What is required
Swap "long tail" for "bushy tail" in everything from the line containing "of the long" down to the line containing "pixel 209 247", and return only those lines with nothing else changed. Leave the picture out of your answer.

— start Material provided —

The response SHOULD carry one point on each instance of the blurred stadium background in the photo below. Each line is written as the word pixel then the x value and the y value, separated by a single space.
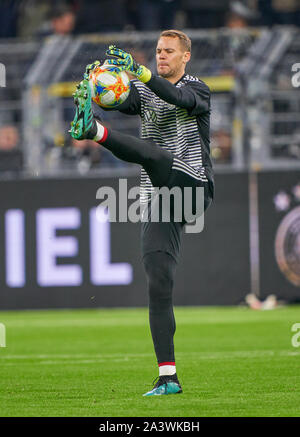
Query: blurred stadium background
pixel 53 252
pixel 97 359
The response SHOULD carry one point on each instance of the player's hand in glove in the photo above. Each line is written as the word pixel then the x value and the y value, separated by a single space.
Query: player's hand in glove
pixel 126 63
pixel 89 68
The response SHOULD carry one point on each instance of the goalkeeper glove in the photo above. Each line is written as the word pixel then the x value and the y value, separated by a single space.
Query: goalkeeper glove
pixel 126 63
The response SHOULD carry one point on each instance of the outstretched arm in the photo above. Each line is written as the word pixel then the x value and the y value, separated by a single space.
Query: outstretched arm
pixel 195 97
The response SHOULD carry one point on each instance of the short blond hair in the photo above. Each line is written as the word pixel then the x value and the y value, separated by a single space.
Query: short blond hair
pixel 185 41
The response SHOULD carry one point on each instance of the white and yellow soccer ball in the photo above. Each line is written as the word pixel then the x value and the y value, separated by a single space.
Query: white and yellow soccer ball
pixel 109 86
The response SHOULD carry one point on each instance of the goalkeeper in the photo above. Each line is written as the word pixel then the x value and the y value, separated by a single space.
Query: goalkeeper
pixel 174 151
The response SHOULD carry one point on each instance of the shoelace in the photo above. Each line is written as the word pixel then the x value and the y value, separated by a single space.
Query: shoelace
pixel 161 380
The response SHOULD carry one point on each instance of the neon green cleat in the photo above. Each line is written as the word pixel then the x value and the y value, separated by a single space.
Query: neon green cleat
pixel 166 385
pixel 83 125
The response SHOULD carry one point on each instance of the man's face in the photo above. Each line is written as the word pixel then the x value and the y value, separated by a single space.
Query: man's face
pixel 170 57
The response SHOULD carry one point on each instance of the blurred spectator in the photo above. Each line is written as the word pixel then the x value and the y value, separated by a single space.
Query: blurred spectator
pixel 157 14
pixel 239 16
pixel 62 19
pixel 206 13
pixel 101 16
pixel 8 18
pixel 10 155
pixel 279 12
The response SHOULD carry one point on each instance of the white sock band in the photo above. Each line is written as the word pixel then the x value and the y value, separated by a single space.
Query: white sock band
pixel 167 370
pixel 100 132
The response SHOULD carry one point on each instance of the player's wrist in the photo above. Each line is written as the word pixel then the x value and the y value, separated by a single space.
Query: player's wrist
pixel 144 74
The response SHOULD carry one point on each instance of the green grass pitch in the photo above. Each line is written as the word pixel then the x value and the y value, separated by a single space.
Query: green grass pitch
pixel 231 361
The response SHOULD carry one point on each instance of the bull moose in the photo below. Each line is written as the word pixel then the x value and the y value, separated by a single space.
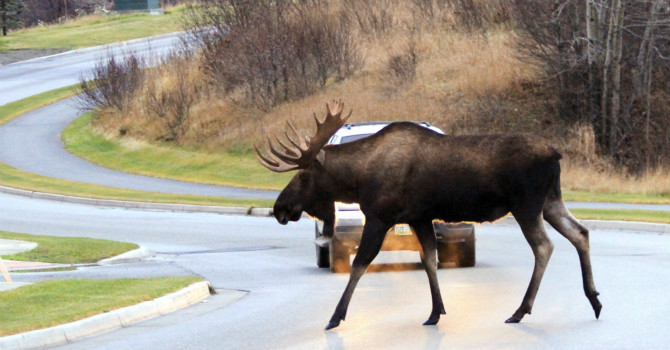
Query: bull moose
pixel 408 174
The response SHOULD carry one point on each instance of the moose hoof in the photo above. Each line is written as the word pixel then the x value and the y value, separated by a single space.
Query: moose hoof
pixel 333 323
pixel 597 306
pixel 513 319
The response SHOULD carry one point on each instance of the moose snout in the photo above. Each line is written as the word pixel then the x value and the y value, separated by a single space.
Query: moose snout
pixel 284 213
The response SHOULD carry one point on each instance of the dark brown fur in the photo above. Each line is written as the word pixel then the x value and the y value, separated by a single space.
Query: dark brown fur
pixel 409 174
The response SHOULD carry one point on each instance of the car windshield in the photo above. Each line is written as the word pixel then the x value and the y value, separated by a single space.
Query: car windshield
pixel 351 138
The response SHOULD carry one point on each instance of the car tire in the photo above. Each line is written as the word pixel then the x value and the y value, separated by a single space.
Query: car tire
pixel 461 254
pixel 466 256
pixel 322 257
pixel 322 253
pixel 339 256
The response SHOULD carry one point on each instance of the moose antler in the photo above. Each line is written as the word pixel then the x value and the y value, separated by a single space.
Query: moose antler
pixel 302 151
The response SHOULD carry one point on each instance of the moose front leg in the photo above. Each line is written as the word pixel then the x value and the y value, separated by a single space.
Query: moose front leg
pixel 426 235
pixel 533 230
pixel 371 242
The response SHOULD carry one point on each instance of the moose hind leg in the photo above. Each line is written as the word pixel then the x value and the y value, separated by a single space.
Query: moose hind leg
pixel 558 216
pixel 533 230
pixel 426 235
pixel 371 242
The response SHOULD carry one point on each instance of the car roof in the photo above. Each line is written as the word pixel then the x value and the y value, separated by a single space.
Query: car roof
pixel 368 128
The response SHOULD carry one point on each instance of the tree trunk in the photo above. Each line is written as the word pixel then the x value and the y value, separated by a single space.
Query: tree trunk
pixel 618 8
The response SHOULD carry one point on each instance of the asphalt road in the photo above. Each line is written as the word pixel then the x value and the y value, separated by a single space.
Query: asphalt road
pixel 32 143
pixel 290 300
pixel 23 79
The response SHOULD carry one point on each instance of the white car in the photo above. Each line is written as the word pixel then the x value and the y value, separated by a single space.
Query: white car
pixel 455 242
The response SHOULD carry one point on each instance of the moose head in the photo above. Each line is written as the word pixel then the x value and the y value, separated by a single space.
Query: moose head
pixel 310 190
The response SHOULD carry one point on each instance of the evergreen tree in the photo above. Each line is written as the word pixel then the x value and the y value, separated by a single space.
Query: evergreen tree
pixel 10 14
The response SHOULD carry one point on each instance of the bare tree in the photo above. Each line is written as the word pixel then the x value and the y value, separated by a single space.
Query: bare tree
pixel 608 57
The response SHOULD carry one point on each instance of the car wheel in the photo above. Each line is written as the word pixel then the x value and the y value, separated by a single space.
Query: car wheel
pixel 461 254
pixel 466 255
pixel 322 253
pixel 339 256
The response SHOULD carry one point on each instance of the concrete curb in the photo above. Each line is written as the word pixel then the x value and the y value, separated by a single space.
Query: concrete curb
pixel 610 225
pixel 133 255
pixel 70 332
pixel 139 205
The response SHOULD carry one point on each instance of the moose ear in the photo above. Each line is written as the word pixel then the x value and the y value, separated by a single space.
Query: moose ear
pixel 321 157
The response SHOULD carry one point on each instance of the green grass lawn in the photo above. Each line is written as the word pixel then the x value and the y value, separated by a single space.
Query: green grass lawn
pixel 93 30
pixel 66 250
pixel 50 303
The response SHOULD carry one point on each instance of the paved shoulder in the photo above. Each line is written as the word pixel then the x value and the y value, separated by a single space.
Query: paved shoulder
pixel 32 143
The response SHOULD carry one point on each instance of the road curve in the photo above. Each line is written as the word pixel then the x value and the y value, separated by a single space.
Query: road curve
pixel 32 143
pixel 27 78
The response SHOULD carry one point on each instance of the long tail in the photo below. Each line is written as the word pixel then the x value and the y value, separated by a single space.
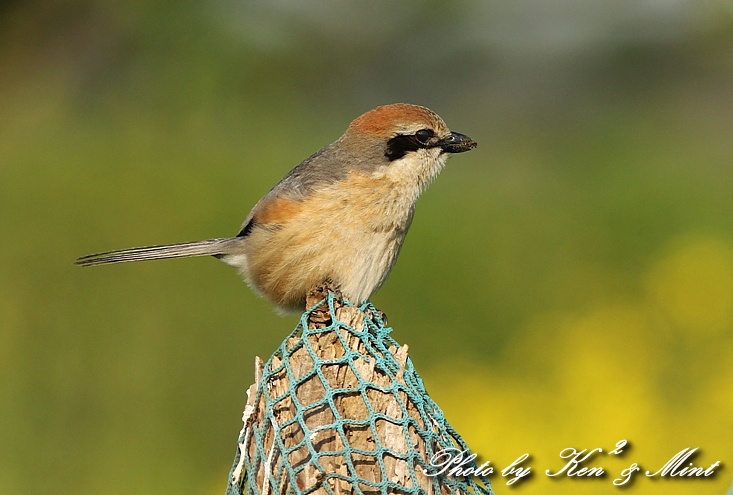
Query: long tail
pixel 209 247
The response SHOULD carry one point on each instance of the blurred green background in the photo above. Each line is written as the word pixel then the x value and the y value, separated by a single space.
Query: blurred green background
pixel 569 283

— end Material provided —
— start Material provided —

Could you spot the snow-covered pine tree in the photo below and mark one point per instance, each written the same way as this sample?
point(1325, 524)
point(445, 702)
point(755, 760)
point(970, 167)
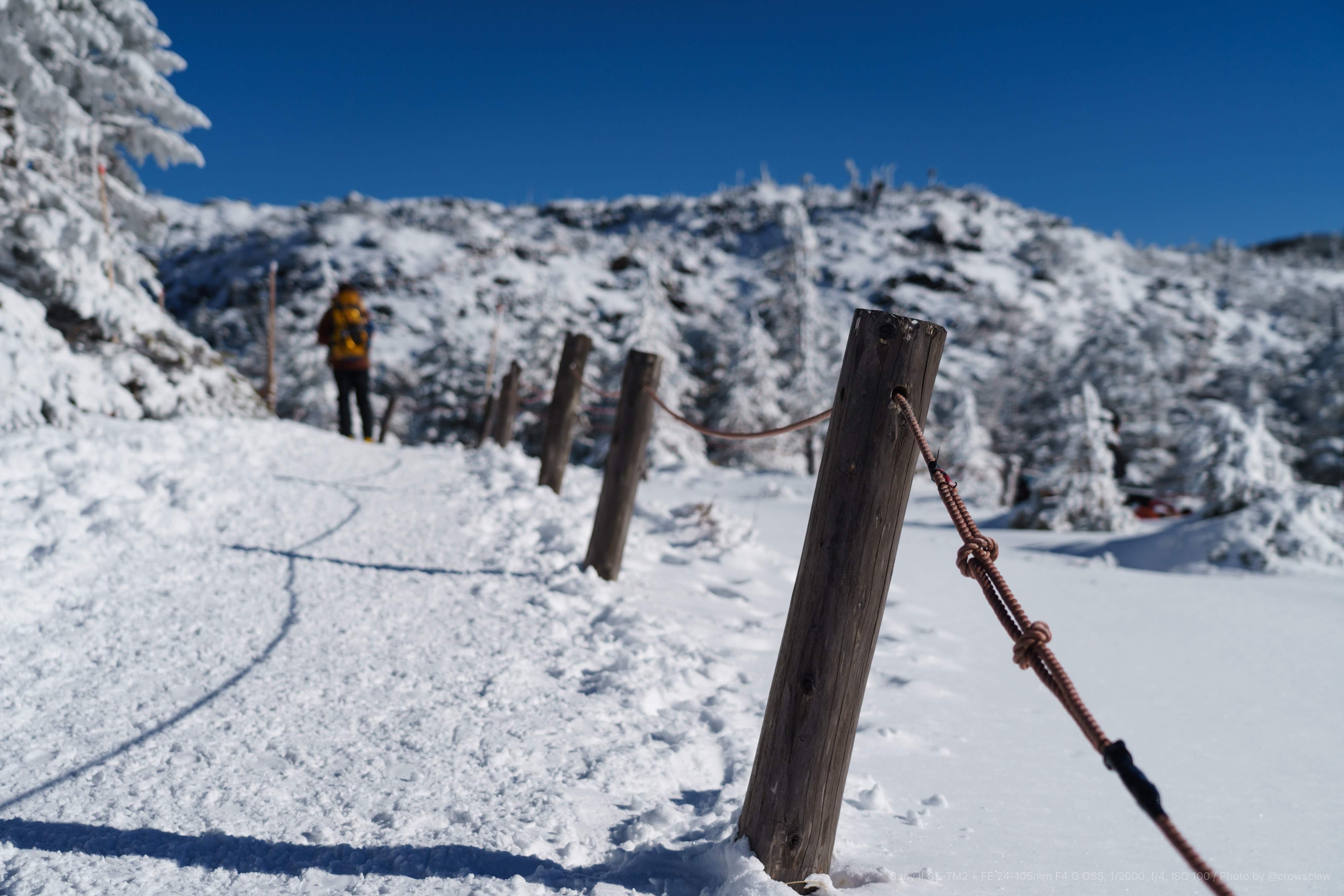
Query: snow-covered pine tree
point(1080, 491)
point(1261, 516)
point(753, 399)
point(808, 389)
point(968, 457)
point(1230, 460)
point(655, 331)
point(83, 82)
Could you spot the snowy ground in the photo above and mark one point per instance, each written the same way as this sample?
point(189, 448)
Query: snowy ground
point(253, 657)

— end Material provided —

Response below
The response SHOULD carry one point on each instance of the bushy tail in the photo below. Each line is written as the word pixel then the x value and the y value, separated by a single space.
Query: bushy tail
pixel 209 247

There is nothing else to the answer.